Work task –
Write the next part of the news article below about federal pandemic relief grants to Cape Ann restaurants, starting after its final sentence.

Passage to read –
Almost 30 Cape Ann-based restaurant businesses received $7.75 million in federal pandemic assistance designed to help the beleaguered industry regain its footing, according to a Small Business Administration data base.

The SBA data showed the federal Restaurant Revitalization Fund awarded $7,754,583.65 in grants to 28 Cape Ann restaurant ownership groups and individuals "equal to their pandemic-related loss up to $10 million per business and no more than $5 million per location."

The beneficiaries do not have to repay the money as long as it is used for eligible uses no later than March 31, 2023. 

The allowable use of the relief money, according to the SBA, included business operating expenses, payroll costs, mortgage payments, rent payments, debt service (principal and interest), utility payments, maintenance costs, construction of outdoor seating, supplies, food and beverage expenses and some supplier expenses. 

In Gloucester, 16 businesses received a total of $4.01 million, with Pratty's CAV at 10 Parker St. ($583,871.93) and MCMC Restaurant Corp., the owner of Short & Main restaurant at 36 Main St. ($569,927), the largest beneficiaries.

In Rockport, six businesses cumulatively collected $1.76 million. The owners of Roy Moore's Fish Shack Restaurant and Bar at 21 Dock Square topped the list at $697,711.58 and the 7th Wave at 7 Tuna Wharf followed with $480,063.20.

[Referring expression data]
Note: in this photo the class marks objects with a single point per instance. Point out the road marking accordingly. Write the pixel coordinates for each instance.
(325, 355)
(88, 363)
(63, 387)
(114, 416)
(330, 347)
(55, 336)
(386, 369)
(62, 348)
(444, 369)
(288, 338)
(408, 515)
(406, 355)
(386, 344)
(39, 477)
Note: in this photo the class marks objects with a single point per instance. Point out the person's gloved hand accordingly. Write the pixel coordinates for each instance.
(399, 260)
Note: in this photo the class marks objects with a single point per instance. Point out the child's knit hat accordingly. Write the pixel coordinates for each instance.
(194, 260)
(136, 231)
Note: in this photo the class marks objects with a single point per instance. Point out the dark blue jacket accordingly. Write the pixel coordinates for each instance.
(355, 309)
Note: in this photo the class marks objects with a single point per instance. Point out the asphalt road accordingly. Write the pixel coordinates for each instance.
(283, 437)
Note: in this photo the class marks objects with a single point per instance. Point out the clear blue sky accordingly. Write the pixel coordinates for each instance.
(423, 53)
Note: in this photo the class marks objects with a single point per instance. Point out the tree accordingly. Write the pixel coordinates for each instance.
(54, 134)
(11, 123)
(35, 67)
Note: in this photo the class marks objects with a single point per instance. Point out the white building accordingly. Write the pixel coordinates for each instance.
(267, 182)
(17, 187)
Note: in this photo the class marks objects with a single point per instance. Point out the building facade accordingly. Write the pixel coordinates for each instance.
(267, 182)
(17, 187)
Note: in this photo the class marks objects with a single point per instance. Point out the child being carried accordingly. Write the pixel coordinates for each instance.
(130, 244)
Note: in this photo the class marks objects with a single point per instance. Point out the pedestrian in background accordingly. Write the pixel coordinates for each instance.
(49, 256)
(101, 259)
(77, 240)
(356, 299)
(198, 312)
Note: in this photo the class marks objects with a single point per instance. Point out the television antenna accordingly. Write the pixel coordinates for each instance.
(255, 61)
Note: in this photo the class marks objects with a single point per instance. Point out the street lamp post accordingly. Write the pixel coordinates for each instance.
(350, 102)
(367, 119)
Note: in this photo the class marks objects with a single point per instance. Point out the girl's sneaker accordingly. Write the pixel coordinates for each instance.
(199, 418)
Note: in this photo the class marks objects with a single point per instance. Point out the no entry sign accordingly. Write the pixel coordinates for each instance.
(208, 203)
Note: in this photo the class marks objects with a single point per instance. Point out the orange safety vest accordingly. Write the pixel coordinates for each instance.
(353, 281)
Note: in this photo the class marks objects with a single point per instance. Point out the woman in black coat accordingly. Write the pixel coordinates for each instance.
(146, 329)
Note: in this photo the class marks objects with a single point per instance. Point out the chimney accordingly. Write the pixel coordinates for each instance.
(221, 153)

...

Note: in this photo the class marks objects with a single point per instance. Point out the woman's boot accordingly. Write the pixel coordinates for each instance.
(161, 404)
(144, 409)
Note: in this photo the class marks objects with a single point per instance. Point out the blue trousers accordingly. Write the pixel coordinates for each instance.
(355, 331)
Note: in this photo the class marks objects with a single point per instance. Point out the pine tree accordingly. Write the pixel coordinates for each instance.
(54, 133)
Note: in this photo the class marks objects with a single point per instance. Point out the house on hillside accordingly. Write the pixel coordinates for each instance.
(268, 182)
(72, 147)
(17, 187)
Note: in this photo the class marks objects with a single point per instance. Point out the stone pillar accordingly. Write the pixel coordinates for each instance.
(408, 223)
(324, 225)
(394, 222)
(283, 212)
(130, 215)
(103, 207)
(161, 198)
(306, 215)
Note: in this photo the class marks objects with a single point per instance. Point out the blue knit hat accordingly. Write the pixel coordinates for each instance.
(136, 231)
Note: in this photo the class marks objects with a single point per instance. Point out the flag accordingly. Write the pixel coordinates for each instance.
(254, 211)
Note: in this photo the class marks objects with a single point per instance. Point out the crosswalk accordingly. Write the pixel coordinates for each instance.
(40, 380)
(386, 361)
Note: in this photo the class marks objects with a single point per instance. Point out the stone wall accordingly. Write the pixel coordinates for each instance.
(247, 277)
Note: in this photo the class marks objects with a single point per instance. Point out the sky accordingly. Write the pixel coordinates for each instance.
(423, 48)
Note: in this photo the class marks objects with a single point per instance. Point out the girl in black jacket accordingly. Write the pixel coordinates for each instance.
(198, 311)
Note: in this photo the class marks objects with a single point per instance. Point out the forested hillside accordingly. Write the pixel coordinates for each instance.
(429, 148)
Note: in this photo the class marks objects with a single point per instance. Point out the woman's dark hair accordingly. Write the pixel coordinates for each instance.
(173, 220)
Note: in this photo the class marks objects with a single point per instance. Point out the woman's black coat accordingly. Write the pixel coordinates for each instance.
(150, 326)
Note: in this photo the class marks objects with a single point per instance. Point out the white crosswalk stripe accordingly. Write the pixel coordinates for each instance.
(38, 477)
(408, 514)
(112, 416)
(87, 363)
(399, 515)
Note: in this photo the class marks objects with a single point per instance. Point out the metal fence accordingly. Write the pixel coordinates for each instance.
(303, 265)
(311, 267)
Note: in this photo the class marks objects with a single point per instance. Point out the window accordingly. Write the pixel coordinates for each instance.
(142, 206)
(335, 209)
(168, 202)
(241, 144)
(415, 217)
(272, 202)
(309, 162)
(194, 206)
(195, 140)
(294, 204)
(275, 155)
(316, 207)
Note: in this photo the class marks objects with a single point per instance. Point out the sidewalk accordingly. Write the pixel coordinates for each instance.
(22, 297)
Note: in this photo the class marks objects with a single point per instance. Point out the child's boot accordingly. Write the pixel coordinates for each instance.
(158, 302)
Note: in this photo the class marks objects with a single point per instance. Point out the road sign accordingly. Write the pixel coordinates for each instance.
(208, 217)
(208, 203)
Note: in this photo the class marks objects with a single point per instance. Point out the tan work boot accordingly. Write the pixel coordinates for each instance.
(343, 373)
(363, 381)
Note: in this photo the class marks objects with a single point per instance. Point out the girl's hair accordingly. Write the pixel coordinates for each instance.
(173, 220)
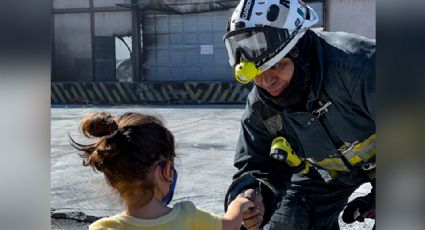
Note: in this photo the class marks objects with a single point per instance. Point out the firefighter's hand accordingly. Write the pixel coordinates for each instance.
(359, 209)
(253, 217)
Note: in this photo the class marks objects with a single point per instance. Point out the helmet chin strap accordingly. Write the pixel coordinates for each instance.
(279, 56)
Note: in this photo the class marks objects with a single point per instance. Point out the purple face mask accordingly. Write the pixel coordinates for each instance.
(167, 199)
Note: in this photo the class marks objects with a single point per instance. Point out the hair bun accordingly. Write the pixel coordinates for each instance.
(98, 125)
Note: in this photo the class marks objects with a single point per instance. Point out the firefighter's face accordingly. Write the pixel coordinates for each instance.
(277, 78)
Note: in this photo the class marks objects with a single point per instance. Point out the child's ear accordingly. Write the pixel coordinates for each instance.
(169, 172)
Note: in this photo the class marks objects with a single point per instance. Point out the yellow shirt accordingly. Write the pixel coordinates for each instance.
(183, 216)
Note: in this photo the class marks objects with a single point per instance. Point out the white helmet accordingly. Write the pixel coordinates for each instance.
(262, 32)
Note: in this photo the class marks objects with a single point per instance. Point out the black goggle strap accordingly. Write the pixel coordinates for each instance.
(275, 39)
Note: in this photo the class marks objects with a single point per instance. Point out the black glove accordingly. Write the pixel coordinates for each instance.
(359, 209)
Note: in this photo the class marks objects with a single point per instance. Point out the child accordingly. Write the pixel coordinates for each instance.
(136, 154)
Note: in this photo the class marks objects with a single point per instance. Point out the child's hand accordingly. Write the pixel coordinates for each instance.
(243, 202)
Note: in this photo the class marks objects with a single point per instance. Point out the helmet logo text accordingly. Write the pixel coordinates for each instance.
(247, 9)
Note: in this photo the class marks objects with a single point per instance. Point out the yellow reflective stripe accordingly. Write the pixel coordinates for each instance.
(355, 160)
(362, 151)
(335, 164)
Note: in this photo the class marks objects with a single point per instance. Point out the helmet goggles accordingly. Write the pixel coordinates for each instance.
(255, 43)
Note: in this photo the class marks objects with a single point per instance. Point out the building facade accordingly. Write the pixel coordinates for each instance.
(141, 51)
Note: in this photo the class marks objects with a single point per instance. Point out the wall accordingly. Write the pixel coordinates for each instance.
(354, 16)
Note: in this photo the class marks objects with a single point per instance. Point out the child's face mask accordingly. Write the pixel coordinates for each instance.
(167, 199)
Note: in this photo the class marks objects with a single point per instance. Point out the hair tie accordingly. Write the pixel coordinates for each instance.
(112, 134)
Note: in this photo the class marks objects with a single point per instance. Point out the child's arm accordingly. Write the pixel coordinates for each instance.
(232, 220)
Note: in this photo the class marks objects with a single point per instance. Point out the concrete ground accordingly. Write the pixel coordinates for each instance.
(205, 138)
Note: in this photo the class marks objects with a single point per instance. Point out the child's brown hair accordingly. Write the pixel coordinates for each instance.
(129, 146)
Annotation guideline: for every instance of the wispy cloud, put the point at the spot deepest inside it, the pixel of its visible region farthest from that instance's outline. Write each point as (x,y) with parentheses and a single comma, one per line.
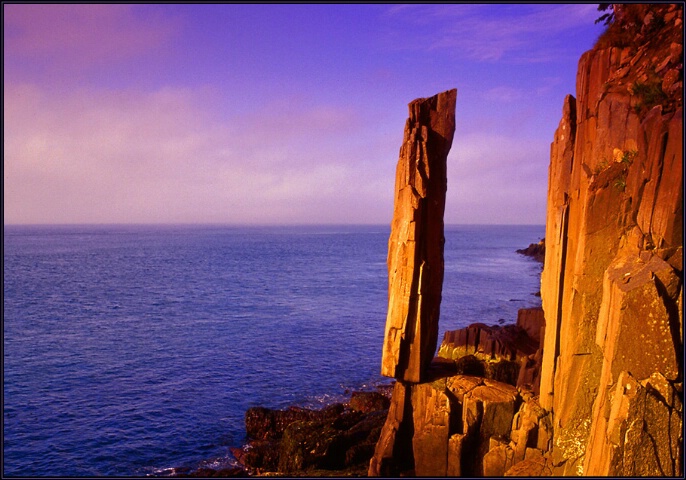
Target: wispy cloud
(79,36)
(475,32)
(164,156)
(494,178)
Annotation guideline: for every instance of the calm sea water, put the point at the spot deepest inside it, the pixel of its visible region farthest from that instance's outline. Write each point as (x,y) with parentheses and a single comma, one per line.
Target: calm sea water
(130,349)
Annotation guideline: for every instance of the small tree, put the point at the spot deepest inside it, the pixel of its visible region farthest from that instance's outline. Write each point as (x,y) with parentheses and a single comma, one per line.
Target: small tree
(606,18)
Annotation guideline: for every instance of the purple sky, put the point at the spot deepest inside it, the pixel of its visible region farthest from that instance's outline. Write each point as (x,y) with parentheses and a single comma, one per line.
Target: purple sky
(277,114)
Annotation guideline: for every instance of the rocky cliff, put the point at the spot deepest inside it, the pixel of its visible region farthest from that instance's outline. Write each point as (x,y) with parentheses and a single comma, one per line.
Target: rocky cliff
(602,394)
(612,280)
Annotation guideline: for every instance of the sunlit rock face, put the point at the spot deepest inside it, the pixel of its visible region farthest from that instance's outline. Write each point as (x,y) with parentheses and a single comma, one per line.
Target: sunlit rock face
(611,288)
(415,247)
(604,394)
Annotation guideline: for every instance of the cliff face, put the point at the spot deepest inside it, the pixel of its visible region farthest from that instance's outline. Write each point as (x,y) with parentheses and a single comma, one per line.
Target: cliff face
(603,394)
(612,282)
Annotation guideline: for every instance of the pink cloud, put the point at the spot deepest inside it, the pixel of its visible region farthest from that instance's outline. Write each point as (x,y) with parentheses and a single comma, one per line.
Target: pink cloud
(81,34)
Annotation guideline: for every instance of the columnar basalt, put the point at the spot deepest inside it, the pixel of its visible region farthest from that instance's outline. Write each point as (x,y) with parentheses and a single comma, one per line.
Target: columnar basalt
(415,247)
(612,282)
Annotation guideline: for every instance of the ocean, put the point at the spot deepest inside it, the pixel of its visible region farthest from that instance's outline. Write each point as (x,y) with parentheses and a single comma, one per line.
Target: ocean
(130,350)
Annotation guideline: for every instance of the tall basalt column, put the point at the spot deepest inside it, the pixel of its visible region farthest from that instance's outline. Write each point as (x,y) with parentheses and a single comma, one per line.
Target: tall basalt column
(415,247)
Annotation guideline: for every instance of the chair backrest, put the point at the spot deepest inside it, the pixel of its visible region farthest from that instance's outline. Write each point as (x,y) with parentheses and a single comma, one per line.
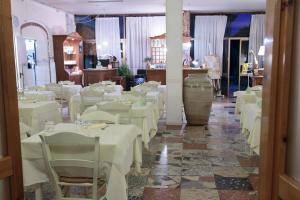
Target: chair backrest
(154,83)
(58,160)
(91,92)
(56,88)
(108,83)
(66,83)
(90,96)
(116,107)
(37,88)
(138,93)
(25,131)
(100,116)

Reply to the exercise –
In Essex, four restaurant owners combined to receive $1,920,169.29. The Windward Grill at 109 Eastern Ave. received the most of any Cape Ann eating or drinking establishment at $720,749, with Debra Lane, co-owner of Essex Seafood at 143 Eastern Ave., next among Essex recipients at $548,941.

Greenbow Corp., the owner of Shea's Restaurant at 122 Main St. received $390,657.09 and BNFARM LLC, owners of The Farm Bar and Grill at 233 Western Ave. and the Lobster Pool at 329 Granite St. in Rockport, received $259,849.20.

In Manchester, the owners of the Laughing Gull Cafe at 4 Summer St. ($48,292.60) and Allie's Beach Street Cafe at 35 Beach St. ($10,568.95) combined to collect $58,861.55.

The Restaurant Revitalization Fund, created by Congress in the American Rescue Plan Act of 2021, awarded $28.6 billion nationally to more than 100,000 restaurant businesses — well short of the demand of industry members hit harder than almost any other industrial sector by COVID-19 restrictions and closures.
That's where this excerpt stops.